======== Input rows

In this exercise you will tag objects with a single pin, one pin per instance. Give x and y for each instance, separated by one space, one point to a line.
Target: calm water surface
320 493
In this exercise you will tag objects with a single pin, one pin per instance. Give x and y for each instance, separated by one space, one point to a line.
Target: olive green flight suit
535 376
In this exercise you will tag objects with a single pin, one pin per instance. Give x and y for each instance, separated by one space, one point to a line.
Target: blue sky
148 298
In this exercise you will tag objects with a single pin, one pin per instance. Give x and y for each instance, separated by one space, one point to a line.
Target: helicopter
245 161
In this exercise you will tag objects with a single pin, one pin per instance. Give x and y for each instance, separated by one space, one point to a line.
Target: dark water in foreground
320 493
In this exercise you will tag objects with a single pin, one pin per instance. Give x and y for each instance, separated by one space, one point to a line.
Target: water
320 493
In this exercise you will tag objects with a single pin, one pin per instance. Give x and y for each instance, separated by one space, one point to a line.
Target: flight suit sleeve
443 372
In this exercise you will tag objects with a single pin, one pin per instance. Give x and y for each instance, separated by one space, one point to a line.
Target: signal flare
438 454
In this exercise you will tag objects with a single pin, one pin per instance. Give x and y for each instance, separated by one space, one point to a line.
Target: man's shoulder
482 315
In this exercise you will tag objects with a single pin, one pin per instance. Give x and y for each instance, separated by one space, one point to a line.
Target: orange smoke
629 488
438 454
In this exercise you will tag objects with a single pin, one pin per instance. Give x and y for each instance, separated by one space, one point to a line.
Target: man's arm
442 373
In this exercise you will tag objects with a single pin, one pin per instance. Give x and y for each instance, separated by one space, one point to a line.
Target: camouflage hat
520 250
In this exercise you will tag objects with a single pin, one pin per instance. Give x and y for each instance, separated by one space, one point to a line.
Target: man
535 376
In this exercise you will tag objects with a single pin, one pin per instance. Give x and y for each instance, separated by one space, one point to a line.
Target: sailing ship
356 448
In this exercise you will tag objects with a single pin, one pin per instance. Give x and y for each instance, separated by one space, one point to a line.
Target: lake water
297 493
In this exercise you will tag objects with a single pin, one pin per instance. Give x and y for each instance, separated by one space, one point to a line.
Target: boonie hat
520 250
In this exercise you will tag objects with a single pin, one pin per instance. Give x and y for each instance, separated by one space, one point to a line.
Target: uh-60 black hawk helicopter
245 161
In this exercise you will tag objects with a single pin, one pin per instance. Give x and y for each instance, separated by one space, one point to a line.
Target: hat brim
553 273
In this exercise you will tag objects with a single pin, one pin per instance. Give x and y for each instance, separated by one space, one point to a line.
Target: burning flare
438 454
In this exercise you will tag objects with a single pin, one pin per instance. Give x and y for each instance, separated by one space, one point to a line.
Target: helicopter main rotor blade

================

__Direction__: Provide an exact reproduction of all the entries shown above.

__Answer to this problem__:
In this exercise you will tag objects with a single pin, one pin per instance. Give x and y for each instance, separated by one space, one point to a line.
Target: calm water surface
320 493
In this exercise you will tag objects with a single pin, one pin per instance. Give x and y for each instance, separated by one space, one point to a line.
Target: olive green flight suit
535 376
In this exercise you will tag objects with a single pin, one pin per instance. Give x and y for each instance, separated by one space, one point to a line.
Target: blue sky
148 298
In this exercise you will tag objects with a single pin, one pin per instance. Give x and y for each instance, separated by one space, one point to a line.
Target: helicopter
245 161
In this exercise you will tag objects with a single pin, one pin per instance. Give x and y for each instance, separated by one space, one point to a line.
Target: dark water in foreground
320 493
In this exercise you will tag objects with a single pin, one pin per instance. Give x and y for each instance, separated by one space, one point to a line.
Target: water
320 493
In this exercise you will tag objects with a single pin, one pin per instance. Give x and y for each instance, separated by one space, one point to a line.
Target: flight suit sleeve
443 372
In this exercise you will tag objects with a single pin, one pin per instance. Give x and y for each instance, separated by one space, one point to a line.
Target: signal flare
438 454
In this exercise you will tag objects with a single pin, one pin per instance. Give x and y for each instance, separated by one space, one point to a line.
Target: man's shoulder
482 315
In this exercise you will tag objects with a single pin, one pin per instance. Give x and y for each instance, separated by one space, one point to a line.
Target: orange smoke
629 488
438 454
In this exercise you will tag objects with a single pin, one pin per instance. Give x and y for each instance, separated by one space, one point to a line.
Target: man's arm
442 373
In this exercise you will tag objects with a single pin, one pin per instance. Give x and y for each instance, separated by one space, one point to a line.
Target: camouflage hat
520 250
In this exercise you will tag objects with a single pin, one pin per instance. Give x and y for each instance, separated by one space, one point to a line.
Target: man
535 376
In this exercise you will tag objects with a single pin, one pin per instance. Give x and y for each instance, separated by one space, one point to a line.
Target: sailing ship
356 448
In this exercise you will tag objects with a single pin, one pin per instance. Give x and y for each instance, separated by one space, one point to a line.
Target: lake water
297 493
In this exercise you will tag objects with a single pin, one pin per instance. Give x and y for each instance, separated by one space, one point to a line.
Target: boonie hat
520 250
In this exercise you will tag objects with a single pin, one pin per instance. Give x and y for each instance, separated by one space, one point to a line.
Target: uh-60 black hawk helicopter
245 161
In this exercise you will tag objects with a single pin, one pin per instance. Give x and y for each instance, separated by one space, one point to a line.
Target: hat brim
553 273
In this exercise you will tag objects with a single pin, one pin per instance. Give x and y for each instance, separated by one space, one point to a line.
Target: burning flare
438 454
In this exercise you will tag objects with a single pin, one pin per instance. Give x and y for each instance, separated by one space, one point to a line.
Target: helicopter main rotor blade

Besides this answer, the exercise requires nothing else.